Do this: Reproduce the data below verbatim, leaving out the pictures.

■ ■ ■ ■

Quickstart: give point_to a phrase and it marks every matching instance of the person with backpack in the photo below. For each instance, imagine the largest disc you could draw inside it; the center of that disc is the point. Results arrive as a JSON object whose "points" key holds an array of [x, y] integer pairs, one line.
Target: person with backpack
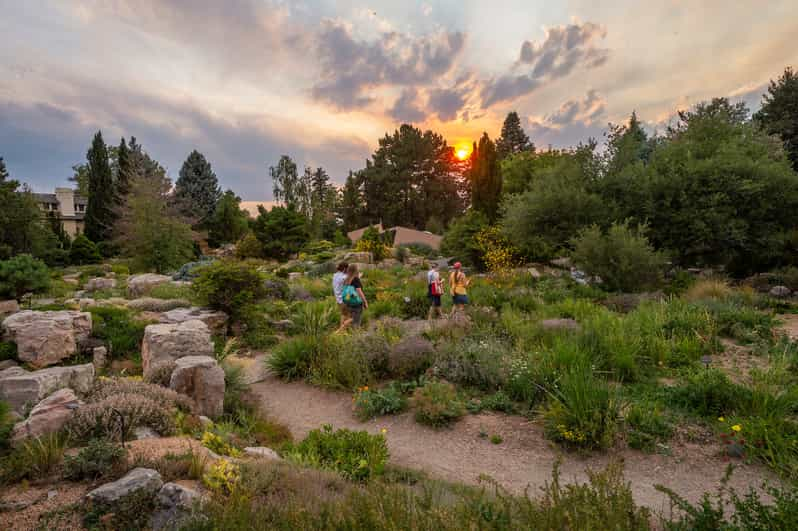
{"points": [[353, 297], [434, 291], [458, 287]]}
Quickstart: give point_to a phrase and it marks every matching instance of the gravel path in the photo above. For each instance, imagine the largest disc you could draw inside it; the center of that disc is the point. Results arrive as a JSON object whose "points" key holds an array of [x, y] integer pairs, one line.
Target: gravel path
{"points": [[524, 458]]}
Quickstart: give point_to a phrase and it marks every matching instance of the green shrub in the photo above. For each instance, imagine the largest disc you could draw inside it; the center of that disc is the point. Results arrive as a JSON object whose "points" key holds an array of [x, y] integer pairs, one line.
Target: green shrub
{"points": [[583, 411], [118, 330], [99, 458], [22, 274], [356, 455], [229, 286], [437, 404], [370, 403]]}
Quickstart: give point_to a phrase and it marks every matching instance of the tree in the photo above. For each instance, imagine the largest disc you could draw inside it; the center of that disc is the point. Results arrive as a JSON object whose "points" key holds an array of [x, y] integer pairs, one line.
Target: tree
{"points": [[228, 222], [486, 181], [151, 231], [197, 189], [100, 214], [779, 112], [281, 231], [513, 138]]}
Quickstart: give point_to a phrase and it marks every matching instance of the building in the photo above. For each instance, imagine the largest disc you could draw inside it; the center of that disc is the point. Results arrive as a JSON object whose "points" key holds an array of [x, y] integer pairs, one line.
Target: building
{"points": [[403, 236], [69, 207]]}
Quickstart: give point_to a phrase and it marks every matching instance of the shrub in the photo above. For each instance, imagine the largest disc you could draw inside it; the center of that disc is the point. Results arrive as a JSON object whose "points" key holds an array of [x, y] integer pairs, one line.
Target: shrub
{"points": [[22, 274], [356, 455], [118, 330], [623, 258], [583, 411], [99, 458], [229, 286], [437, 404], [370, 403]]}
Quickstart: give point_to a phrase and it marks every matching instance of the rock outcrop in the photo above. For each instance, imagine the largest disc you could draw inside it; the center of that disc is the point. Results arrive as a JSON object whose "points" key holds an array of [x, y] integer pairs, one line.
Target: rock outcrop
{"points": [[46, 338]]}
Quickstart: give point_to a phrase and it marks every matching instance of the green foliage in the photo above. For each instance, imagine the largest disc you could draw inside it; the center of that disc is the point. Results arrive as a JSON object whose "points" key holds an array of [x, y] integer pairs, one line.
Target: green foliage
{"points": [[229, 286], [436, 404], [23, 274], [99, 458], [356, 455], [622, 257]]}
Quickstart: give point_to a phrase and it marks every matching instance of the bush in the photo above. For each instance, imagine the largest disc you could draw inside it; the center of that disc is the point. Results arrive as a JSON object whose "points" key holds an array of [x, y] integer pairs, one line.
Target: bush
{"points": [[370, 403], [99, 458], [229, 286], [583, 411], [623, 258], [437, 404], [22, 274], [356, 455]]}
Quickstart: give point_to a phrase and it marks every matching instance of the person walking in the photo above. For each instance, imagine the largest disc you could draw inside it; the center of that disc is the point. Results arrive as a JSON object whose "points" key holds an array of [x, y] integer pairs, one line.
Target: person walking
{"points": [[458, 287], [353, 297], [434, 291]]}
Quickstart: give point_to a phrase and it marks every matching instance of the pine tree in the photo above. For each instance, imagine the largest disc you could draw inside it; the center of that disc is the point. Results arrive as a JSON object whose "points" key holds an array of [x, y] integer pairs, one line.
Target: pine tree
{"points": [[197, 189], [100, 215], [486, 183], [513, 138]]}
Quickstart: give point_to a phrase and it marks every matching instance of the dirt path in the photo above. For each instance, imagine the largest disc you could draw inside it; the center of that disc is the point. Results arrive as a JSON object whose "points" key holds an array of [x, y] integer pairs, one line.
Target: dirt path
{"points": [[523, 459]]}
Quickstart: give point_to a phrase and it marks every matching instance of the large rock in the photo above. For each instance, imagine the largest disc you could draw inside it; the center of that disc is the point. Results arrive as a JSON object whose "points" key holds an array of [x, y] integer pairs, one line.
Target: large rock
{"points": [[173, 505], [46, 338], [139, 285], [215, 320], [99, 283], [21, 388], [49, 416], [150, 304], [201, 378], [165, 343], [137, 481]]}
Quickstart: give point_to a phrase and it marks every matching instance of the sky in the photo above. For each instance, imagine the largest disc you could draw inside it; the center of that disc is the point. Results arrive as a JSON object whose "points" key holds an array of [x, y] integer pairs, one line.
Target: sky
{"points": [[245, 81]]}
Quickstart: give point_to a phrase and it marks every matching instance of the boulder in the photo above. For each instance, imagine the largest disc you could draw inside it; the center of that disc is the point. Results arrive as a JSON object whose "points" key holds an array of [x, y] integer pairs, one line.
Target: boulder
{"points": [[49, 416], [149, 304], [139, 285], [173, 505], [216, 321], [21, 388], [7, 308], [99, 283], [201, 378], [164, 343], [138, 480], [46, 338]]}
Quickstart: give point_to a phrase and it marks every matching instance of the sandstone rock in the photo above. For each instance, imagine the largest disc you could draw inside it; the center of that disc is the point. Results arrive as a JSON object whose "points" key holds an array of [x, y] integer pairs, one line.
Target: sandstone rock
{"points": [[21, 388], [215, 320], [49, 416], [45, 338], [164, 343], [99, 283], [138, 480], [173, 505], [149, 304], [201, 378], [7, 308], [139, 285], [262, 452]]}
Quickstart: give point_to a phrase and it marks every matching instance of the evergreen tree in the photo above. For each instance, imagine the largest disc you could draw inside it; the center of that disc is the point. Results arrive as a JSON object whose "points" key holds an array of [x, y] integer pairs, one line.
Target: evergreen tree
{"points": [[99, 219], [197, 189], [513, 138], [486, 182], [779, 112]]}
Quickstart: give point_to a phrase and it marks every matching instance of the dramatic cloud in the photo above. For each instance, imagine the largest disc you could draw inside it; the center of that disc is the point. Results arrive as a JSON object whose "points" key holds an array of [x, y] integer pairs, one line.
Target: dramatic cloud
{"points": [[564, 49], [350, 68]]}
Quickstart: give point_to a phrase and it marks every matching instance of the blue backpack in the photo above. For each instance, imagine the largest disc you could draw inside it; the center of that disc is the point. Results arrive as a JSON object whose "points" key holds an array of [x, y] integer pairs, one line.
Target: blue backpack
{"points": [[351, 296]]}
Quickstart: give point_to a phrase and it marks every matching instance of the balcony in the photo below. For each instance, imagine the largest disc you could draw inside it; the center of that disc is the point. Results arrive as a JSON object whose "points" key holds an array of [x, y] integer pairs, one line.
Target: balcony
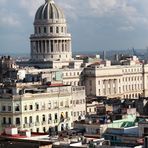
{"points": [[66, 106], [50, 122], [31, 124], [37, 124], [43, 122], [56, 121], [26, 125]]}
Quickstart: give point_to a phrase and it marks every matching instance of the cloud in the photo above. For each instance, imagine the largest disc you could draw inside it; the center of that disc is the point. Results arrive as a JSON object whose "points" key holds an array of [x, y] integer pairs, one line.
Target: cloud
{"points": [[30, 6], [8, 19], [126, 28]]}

■ ■ ■ ■

Solution:
Quickstart: give point_to a phrase and it marks every matching instance of the person with backpack in the photo below. For each instance, imagine the largest disc you could draw inside it; the center of that disc is the point. Results arrive as a JSON object whose "points" key holds an array of [x, y] integer pairs, one line.
Target: person with backpack
{"points": [[353, 297], [434, 291], [458, 287]]}
Quickstart: give point_to a phrase and it marks every matching instance of the gravel path in the photo above. For each instance, imagine the largest disc you could draw inside it; the center of that disc is the point. Results arrive as a JSON object whose "points" key holds an array of [x, y] integer pairs, one line.
Target: gravel path
{"points": [[524, 458]]}
Quickstart: give point_to a phrase and it marks every matching instance of the green shrub in the photo above. For each instance, imagine the largest disc you could draw inside it; the center of that disc is the point. Results arrive as a JSON object whose "points" key holds an array of [x, y] integer pairs, one line.
Target: green shrub
{"points": [[583, 411], [118, 330], [99, 458], [22, 274], [356, 455], [229, 286], [437, 404], [370, 403]]}
Quickstart: give point_to a phrase and it marks every matching instance of the tree in the photo above. For each instance, imagine the largest disc you could draw inside it; the center of that disc is the point. Results arrive as a JSON object whose "points" key holds an array of [x, y] integer pairs, one line.
Target: tree
{"points": [[228, 222], [486, 181], [151, 231], [197, 189], [100, 214], [779, 112], [281, 231], [513, 138]]}
Quickstart: give point_to a phrase and it marks every matching instance of the building in the photo above. For each instance, imagine the largest disc you could draw inside it; the center of that disc is the point. Results arrive as a JSON object whose "points" key holds an array of [x, y] integer pairs, one line.
Target: building
{"points": [[403, 236], [69, 207]]}
Quickstart: give point_to a phrase and it marks every matching instance of the shrub in the photo above. For each instance, imagine the largest disc you could draw inside it; the center of that disc is the point. Results arrive as a JSON object whose "points" key holds an array of [x, y] integer pairs, one line.
Target: shrub
{"points": [[22, 274], [356, 455], [118, 330], [623, 258], [583, 411], [99, 458], [229, 286], [437, 404], [370, 403]]}
Quickstart: give point_to a phrase and it marks every matching instance of the rock outcrop in the photo above. For each instance, imagine the largest disc you could draw inside it; the center of that disc is the point. Results arrive as a JSON object whose "points" key holds an array of [x, y] integer pairs, one line.
Target: rock outcrop
{"points": [[46, 338]]}
Quickstart: give point_to a phrase and it marks every matching instance of the green foliage in the photo above. For each instance, imagine the largest disc you could draw inside it; the center of that disc is the point. Results arrive as a JSON object whose "points" key holds an array of [x, y] integer pairs, one line.
Target: green foliage
{"points": [[229, 286], [436, 404], [23, 274], [99, 458], [356, 455], [622, 257]]}
Quickstart: give point_to a phrase and it marks every matching instance of the bush in the photo above. For each instance, imagine the largest disc you could draw inside it; the center of that disc is the point. Results arrive as a JSON object whose "points" key holds an array of [x, y] integer pairs, one line.
Target: bush
{"points": [[370, 403], [99, 458], [229, 286], [583, 411], [623, 258], [437, 404], [22, 274], [356, 455]]}
Quickstart: give point_to a phrase and it marks every matching instance of the person walking in the photo above. For each instance, imagine the largest disc you could draw inside it; the center of that disc is the point. Results arrive as a JSON object whose "points" key holds an array of [x, y] integer pairs, one line.
Target: person walking
{"points": [[458, 287], [353, 297], [434, 291]]}
Quickstart: give point_to a phrase and it marks every matching instance of the pine tree in the photo above. For each instance, imagine the largest disc you could draw inside it; the center of that disc is the point. Results arrive as a JSON object whose "points" key holds an array of [x, y] integer pairs, one line.
Target: pine tree
{"points": [[197, 189], [100, 215], [486, 183], [513, 138]]}
Quickstart: give point_to a phrase and it marks every matching instance of the dirt path in the photo above. For each instance, imagine the largest disc you could draw inside it; the center of that disc is the point. Results arrive as a JSON object whose "points" key holds an array of [x, y] integer pairs, one line.
Target: dirt path
{"points": [[523, 459]]}
Quickstart: give point_to a phrase and it marks every matching instance of the large rock in the photo above. For each instance, imagine the largest disc you could draw inside it; the center of that disc is the point. Results arrive as a JSON object whose "points" key holds an array of [x, y] integer pairs, one line.
Target: large rock
{"points": [[173, 505], [46, 338], [139, 285], [215, 320], [99, 283], [21, 388], [49, 416], [150, 304], [201, 378], [165, 343], [137, 481]]}
Quickstart: give point_to a phrase and it marks every matching instance of the sky in the photo above. For each instance, imagine the largest disc you could draw inside it; the center of that disc is the point. Results arrive as a JSON object whose "points" key holds an array of [x, y] integer pairs, one line.
Target: sky
{"points": [[245, 81]]}
Quickstart: give point_to a phrase and it marks every matching instance of the boulder in the photo above. For each instance, imagine the largest disc you could draw inside it; the center of that disc is the point. Results arrive as a JSON object whose "points" key holds an array of [x, y] integer pairs, one line.
Target: boulder
{"points": [[49, 416], [149, 304], [139, 285], [173, 505], [216, 321], [21, 388], [7, 308], [99, 283], [201, 378], [164, 343], [138, 480], [46, 338]]}
Quickstart: give point_to a phrase and it marks every matching instance of the sandstone rock in the photo above. For each instance, imagine the largest disc you could draw inside it; the center of that disc is the point. Results arrive as a JSON object whose "points" key holds an array of [x, y] integer pairs, one line.
Target: sandstone rock
{"points": [[21, 388], [215, 320], [49, 416], [45, 338], [164, 343], [99, 283], [138, 480], [173, 505], [149, 304], [201, 378], [7, 308], [139, 285], [262, 452]]}
Quickstart: give point_to a phrase and it marks every matching instance of the evergreen tree in the photo above. For each instance, imagine the largest disc you could draw inside it; the center of that disc is the point. Results arrive as a JSON object whose "points" key holds an array of [x, y] integer pairs, one line.
Target: evergreen tree
{"points": [[99, 219], [197, 189], [513, 138], [486, 182], [779, 112]]}
Quickstart: give point_to a phrase and it marks every matching instance of the dramatic cloud in the photo above. For each instance, imagine the largest disc you could draw inside it; the center of that disc is the point. Results arrive as a JSON object whose "points" key holds an array of [x, y] integer pairs, one line.
Target: dramatic cloud
{"points": [[564, 49], [350, 68]]}
Quickstart: give point_to a phrase and it marks every matching instance of the blue backpack in the photo above. For each instance, imagine the largest disc you could draw inside it; the center of that disc is the point. Results arrive as a JSON object whose "points" key holds an array of [x, y] integer pairs, one line.
Target: blue backpack
{"points": [[351, 296]]}
Quickstart: give point_to a phrase and it marks every matching instance of the balcony in the photo below. For each instance, imagine the largest disc you could draw inside it; the center of that disc is the point. Results arrive as a JSON object whose "points" key holds an array of [x, y] integer pairs, one line.
Target: balcony
{"points": [[66, 106], [50, 122], [31, 124], [37, 124], [43, 122], [56, 121], [26, 125]]}
Quickstart: give point_to a phrase and it marks every matching instance of the cloud in the photo above. For each instance, imagine the largest disc you could draw inside it; the center of that disc is the point. Results arrive as a JSON object whose "points" key holds an array of [x, y] integer pairs, one line.
Target: cloud
{"points": [[30, 6], [8, 19], [126, 28]]}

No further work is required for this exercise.